[[ Materials provided, beginning ]]

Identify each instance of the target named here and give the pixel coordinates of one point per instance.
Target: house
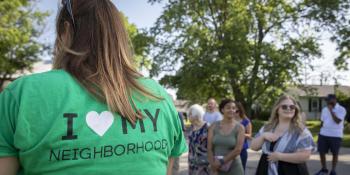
(312, 97)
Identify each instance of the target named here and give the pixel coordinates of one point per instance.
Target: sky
(144, 15)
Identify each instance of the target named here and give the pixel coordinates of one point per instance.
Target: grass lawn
(314, 127)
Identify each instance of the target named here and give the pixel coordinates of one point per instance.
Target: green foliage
(20, 26)
(141, 41)
(247, 49)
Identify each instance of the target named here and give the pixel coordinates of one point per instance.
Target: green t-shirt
(54, 126)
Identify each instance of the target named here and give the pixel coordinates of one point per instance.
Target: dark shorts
(326, 143)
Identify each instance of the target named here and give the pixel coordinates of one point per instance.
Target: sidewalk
(313, 164)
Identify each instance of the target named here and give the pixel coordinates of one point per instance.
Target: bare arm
(297, 157)
(238, 148)
(259, 141)
(210, 144)
(170, 166)
(9, 166)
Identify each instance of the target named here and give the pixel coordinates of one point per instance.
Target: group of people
(218, 140)
(95, 114)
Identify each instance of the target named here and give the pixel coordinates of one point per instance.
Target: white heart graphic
(99, 123)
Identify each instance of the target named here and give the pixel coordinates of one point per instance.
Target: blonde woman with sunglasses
(94, 113)
(285, 142)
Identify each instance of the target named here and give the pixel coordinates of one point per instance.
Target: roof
(318, 90)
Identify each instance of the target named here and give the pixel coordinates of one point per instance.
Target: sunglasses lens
(285, 107)
(291, 107)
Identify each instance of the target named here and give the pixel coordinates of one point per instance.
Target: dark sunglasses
(68, 5)
(290, 107)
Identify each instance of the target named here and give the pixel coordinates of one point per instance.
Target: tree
(246, 49)
(20, 25)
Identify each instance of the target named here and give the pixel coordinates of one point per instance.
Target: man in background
(331, 134)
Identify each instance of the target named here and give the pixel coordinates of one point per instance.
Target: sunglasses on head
(290, 107)
(67, 4)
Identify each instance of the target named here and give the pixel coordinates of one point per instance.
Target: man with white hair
(212, 115)
(197, 155)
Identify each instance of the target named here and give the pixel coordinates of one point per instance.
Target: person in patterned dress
(197, 157)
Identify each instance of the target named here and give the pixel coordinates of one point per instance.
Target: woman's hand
(215, 165)
(274, 156)
(270, 136)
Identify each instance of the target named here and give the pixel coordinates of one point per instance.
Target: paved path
(313, 164)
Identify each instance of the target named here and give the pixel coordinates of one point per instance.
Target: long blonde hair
(98, 54)
(296, 121)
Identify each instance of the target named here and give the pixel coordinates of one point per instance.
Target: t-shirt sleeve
(323, 113)
(8, 113)
(305, 141)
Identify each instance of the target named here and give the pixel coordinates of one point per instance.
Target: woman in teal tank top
(225, 141)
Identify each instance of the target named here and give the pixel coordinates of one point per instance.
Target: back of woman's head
(93, 46)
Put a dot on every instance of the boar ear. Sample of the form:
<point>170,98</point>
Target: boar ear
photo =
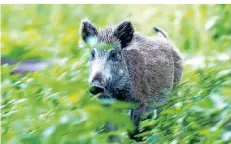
<point>124,32</point>
<point>88,30</point>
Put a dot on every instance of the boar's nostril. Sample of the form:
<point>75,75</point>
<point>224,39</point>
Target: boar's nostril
<point>96,89</point>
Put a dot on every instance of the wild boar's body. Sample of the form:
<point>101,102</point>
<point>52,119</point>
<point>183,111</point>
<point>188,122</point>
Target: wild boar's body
<point>143,68</point>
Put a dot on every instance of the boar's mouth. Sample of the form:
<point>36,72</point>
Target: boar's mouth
<point>96,88</point>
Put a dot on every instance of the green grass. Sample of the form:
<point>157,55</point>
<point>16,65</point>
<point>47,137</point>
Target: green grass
<point>54,106</point>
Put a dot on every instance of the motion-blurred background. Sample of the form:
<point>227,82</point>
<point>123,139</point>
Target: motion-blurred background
<point>53,105</point>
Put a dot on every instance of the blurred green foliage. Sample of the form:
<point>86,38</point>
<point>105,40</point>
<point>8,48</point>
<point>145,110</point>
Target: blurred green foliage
<point>54,106</point>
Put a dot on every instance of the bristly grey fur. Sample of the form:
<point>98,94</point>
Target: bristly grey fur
<point>152,67</point>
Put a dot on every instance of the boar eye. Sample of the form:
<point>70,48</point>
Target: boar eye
<point>112,54</point>
<point>93,53</point>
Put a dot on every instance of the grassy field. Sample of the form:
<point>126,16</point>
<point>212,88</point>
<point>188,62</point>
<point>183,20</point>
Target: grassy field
<point>54,106</point>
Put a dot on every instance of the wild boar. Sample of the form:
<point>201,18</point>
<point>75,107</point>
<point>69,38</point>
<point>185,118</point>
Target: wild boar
<point>136,69</point>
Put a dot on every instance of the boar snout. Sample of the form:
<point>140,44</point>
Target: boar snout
<point>98,84</point>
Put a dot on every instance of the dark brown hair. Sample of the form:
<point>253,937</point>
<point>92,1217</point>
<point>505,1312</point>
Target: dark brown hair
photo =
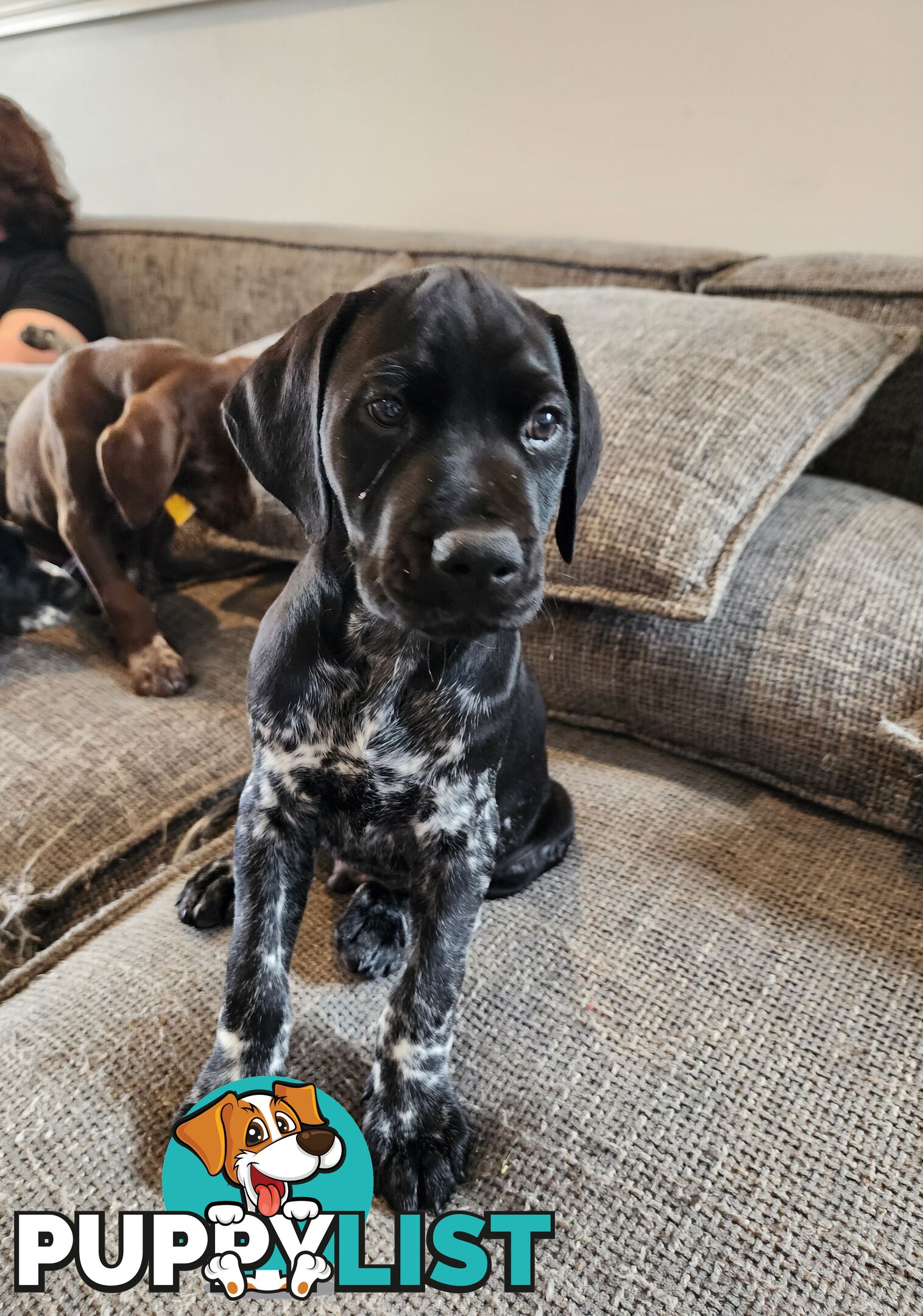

[[ Materials provided, end ]]

# [Exercise requirements]
Nothing but lines that contain "brown" should appear in the answer. Copy each from the records.

# [Answer to this task]
Put a dot on every instance of the dark brown hair. Sample of the form:
Target: dark brown hair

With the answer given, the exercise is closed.